*** Opening DATA ***

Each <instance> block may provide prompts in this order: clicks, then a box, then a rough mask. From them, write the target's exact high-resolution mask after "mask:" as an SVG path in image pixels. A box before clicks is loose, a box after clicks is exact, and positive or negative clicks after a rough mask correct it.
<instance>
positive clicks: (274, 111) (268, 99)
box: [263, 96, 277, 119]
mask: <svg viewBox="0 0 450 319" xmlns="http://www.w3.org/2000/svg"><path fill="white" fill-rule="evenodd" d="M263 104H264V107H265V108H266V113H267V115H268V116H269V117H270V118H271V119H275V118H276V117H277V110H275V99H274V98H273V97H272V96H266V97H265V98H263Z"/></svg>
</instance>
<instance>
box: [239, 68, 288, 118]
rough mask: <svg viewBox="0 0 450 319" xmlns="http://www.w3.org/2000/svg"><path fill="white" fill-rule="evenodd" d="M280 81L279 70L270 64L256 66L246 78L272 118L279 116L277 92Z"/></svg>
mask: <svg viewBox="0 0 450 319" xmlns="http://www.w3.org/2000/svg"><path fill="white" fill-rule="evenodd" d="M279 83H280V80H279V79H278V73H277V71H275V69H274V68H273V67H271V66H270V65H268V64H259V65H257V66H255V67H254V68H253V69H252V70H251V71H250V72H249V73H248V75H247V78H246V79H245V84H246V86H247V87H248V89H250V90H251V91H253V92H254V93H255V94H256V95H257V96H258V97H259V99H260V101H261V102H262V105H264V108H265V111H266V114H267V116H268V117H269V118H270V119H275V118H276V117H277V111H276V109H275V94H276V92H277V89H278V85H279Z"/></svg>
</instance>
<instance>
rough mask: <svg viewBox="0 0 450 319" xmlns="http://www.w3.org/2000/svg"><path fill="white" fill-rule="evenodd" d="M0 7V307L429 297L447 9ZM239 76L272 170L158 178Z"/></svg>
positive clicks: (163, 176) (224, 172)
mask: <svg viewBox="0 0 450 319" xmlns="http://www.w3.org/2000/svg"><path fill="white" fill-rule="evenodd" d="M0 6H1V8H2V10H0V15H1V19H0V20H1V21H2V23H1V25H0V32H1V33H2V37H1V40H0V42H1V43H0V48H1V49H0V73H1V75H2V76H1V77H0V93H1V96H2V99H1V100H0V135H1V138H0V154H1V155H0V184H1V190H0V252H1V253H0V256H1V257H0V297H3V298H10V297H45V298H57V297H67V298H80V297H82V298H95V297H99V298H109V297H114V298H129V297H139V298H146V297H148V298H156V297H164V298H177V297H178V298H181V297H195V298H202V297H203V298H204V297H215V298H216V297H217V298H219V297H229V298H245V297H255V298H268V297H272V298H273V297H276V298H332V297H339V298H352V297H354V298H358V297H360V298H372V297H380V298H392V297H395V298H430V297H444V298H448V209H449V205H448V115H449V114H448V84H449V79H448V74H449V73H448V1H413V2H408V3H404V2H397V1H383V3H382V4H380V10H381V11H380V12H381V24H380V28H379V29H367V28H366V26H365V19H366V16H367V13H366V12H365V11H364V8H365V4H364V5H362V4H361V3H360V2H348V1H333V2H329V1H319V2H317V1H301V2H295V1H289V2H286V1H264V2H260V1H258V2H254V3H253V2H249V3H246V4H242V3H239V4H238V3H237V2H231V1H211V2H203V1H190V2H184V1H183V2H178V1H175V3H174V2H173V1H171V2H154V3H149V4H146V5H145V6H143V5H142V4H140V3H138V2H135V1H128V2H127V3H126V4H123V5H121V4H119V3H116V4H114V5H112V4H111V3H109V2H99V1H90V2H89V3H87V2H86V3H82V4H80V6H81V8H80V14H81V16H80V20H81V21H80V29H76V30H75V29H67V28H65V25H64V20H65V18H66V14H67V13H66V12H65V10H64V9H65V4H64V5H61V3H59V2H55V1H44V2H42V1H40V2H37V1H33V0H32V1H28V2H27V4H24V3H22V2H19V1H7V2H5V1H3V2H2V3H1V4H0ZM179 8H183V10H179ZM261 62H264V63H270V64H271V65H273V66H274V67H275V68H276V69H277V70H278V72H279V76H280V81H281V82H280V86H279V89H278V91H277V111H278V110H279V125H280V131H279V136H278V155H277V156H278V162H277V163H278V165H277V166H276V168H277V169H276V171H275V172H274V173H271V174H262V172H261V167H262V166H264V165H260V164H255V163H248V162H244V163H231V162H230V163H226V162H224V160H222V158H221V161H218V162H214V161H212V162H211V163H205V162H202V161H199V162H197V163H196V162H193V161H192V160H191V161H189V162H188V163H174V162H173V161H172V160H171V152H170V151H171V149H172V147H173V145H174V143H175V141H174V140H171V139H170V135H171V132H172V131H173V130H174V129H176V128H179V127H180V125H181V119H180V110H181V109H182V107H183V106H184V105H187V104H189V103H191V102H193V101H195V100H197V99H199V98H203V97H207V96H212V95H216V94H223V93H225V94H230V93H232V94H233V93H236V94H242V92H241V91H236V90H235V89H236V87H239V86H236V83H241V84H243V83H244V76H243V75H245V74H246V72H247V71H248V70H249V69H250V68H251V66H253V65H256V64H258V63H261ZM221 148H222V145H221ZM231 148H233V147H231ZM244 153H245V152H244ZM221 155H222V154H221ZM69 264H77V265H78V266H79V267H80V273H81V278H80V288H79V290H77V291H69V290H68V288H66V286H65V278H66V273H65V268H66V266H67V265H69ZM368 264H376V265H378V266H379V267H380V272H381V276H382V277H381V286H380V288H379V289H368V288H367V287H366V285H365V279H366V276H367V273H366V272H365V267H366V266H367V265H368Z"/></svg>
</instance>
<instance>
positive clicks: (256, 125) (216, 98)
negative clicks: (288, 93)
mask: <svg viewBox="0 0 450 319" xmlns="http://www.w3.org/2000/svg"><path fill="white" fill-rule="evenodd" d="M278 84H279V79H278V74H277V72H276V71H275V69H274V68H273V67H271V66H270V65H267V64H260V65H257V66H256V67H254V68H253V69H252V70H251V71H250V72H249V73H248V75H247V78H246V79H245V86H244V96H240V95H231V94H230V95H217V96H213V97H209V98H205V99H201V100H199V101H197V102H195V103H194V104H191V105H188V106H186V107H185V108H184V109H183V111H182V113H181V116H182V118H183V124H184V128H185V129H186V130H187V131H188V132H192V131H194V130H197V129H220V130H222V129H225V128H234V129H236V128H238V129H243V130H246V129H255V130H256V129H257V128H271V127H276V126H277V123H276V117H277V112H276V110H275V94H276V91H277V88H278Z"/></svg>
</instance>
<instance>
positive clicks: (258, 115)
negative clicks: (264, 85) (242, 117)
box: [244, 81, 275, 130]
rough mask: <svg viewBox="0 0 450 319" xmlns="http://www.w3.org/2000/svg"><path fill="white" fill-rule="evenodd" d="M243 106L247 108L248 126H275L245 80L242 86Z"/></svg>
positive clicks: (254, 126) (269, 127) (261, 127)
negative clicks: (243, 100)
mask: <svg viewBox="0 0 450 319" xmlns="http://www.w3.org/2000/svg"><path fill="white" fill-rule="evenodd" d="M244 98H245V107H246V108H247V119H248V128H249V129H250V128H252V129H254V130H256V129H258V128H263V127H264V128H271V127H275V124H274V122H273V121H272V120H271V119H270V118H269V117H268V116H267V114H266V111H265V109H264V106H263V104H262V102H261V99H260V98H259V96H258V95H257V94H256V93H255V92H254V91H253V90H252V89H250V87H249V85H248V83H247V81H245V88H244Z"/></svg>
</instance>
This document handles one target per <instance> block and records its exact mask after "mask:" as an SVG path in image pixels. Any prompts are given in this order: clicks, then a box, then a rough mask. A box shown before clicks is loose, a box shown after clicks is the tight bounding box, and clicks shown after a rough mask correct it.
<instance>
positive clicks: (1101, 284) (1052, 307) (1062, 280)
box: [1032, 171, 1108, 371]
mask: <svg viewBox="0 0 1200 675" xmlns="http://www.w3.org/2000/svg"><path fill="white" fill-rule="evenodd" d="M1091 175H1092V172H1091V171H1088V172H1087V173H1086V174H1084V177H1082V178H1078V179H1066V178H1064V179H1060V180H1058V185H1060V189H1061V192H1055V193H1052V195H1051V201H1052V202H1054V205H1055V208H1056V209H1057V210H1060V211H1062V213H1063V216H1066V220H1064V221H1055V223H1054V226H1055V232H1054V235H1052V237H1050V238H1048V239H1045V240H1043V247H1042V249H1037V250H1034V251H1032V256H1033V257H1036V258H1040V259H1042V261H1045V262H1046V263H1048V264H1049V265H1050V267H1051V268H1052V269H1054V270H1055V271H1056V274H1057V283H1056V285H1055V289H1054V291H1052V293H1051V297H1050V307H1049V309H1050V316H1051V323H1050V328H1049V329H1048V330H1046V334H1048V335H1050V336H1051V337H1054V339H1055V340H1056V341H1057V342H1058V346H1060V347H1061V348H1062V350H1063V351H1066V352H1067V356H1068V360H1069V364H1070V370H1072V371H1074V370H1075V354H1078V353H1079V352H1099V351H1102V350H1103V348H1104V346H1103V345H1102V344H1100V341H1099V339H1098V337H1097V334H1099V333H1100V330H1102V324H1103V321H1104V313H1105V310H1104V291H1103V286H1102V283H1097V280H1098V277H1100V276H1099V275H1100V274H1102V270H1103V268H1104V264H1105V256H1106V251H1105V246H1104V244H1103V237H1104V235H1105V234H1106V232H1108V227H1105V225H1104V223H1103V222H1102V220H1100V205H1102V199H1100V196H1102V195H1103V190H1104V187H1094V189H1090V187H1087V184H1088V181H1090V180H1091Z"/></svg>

*** Closing DATA ***

■ **WHAT YOU HAVE TO DO**:
From the records above, give again exactly the lines running from the line with "positive clicks: (258, 115)" to the line with "positive clicks: (254, 126)", inclusive.

■ **YOUR RESPONSE**:
positive clicks: (258, 115)
negative clicks: (264, 85) (242, 117)
box: [244, 81, 275, 130]
rough mask: <svg viewBox="0 0 450 319" xmlns="http://www.w3.org/2000/svg"><path fill="white" fill-rule="evenodd" d="M243 106L247 108L248 126H275L245 80L242 86Z"/></svg>
positive clicks: (254, 126) (269, 127) (261, 127)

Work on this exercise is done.